Directions
The lines to find are those in the entries that hold the word "brown"; copy every one of them.
*****
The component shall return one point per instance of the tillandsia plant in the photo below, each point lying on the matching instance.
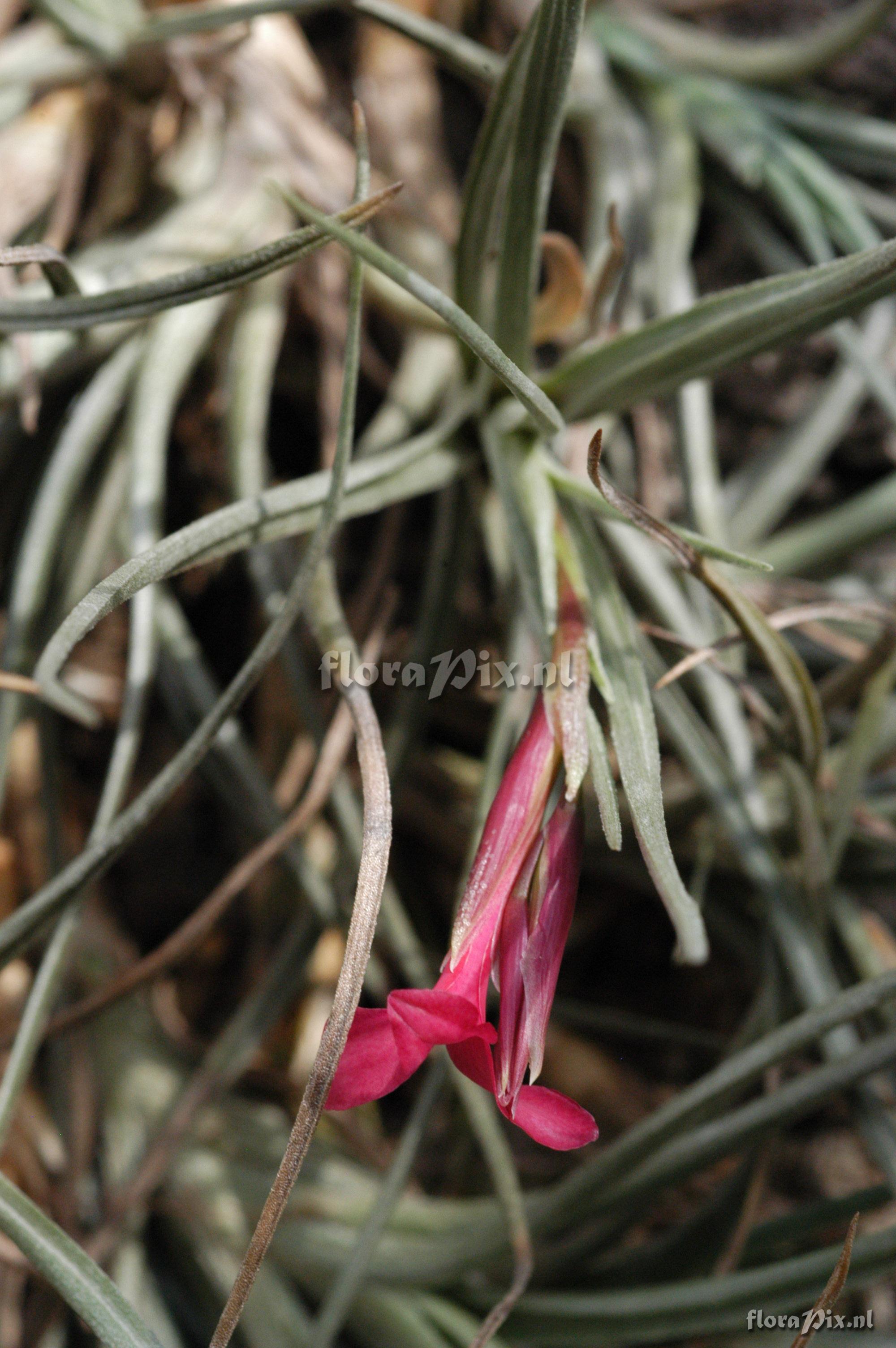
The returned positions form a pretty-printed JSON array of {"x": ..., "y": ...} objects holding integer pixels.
[
  {"x": 568, "y": 348},
  {"x": 513, "y": 922}
]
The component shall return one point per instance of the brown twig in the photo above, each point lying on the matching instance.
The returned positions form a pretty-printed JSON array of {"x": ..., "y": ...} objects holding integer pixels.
[{"x": 832, "y": 1292}]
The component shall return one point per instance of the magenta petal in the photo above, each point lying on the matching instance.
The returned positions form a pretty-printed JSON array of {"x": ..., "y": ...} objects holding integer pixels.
[
  {"x": 370, "y": 1065},
  {"x": 553, "y": 1119},
  {"x": 475, "y": 1060},
  {"x": 510, "y": 831},
  {"x": 439, "y": 1017}
]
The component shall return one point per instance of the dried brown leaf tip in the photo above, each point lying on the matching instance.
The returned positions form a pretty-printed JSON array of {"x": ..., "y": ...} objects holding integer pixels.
[
  {"x": 635, "y": 514},
  {"x": 836, "y": 1284},
  {"x": 561, "y": 301}
]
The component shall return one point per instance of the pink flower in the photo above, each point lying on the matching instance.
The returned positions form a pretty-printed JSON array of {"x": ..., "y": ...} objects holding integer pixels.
[{"x": 513, "y": 922}]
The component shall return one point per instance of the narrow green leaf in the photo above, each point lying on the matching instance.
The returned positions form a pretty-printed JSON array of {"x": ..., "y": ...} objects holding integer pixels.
[
  {"x": 529, "y": 394},
  {"x": 184, "y": 288},
  {"x": 503, "y": 455},
  {"x": 81, "y": 1284},
  {"x": 284, "y": 511},
  {"x": 484, "y": 186},
  {"x": 784, "y": 665},
  {"x": 106, "y": 26},
  {"x": 720, "y": 331},
  {"x": 539, "y": 507},
  {"x": 556, "y": 33},
  {"x": 766, "y": 60},
  {"x": 635, "y": 740},
  {"x": 599, "y": 765},
  {"x": 584, "y": 493},
  {"x": 820, "y": 541},
  {"x": 857, "y": 756}
]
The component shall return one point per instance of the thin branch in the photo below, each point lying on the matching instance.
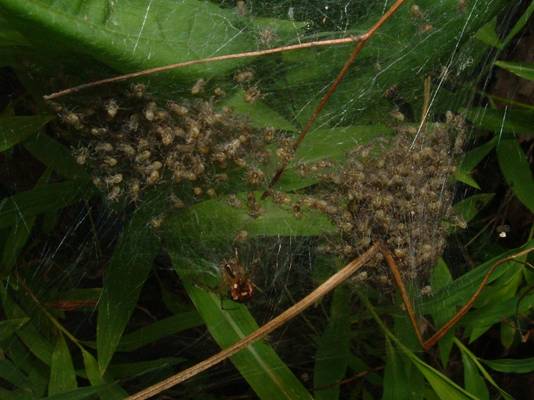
*****
Your response
The component shall return one point per instance of the brown twig in the photo above, each point lying on the matching instance.
The component shall return one point per instance of the dried brown leaf tip in the photo above, each point lying on the matching instance.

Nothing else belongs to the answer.